>> Start Supplied material

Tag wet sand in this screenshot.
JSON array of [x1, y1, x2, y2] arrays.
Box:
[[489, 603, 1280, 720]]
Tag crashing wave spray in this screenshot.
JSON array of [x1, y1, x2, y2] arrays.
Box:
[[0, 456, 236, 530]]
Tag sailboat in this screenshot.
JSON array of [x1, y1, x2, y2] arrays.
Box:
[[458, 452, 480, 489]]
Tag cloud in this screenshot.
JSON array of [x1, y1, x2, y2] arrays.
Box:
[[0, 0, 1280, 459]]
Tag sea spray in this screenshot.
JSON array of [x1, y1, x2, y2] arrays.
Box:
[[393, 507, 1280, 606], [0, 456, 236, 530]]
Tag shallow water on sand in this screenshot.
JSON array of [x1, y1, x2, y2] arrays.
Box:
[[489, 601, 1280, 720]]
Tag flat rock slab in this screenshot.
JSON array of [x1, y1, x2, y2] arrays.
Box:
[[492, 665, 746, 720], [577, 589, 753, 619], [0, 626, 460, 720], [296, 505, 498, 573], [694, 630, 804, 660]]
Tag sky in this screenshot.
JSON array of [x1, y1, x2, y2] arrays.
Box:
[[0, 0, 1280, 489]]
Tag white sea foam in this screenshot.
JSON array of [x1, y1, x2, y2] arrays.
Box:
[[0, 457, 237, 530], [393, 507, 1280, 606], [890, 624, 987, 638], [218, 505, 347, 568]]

>> End Supplied material

▶ _Directions for this task_: Please copy every line of the listing above word for word, including the boxes.

▶ _Response_:
Tag wet sand in this screenshot.
JSON array of [x1, y1, x2, y2] arrays.
Box:
[[489, 603, 1280, 720]]
Tag crashing wave spray in this screenshot.
JSON array of [x1, y1, x2, y2] arrays.
Box:
[[0, 456, 236, 530]]
Tag sailboat in this screenshot.
JSON array of [x1, y1, x2, y2] arrays.
Box:
[[458, 452, 480, 489]]
Tag cloud in this screenshot.
JSON array of [x1, y1, x2, y2] arrays.
Box:
[[0, 0, 1280, 459]]
Tag sea spray in this screenshot.
JSON array of [x1, y1, x2, y2] arrays.
Box:
[[393, 507, 1280, 606], [0, 456, 236, 530]]
Tag shallow water on sand in this screenshot.
JSON array of [x1, y1, x2, y2] arrays.
Box:
[[489, 601, 1280, 720]]
Tag flat rock slab in this screenshot.
JSON array of [x1, y1, x2, y2] arrays.
Box:
[[492, 665, 746, 720], [577, 589, 753, 619], [0, 626, 460, 720], [296, 505, 498, 573], [694, 630, 804, 660]]
Tag sky in this screenshot.
JSON array of [x1, y1, x2, y2] arrays.
Box:
[[0, 0, 1280, 489]]
Tag white sea foam in this screenshot.
JSON array of [x1, y1, x2, y2] arrays.
Box:
[[0, 457, 237, 530], [393, 507, 1280, 606], [890, 624, 987, 638], [218, 505, 347, 568]]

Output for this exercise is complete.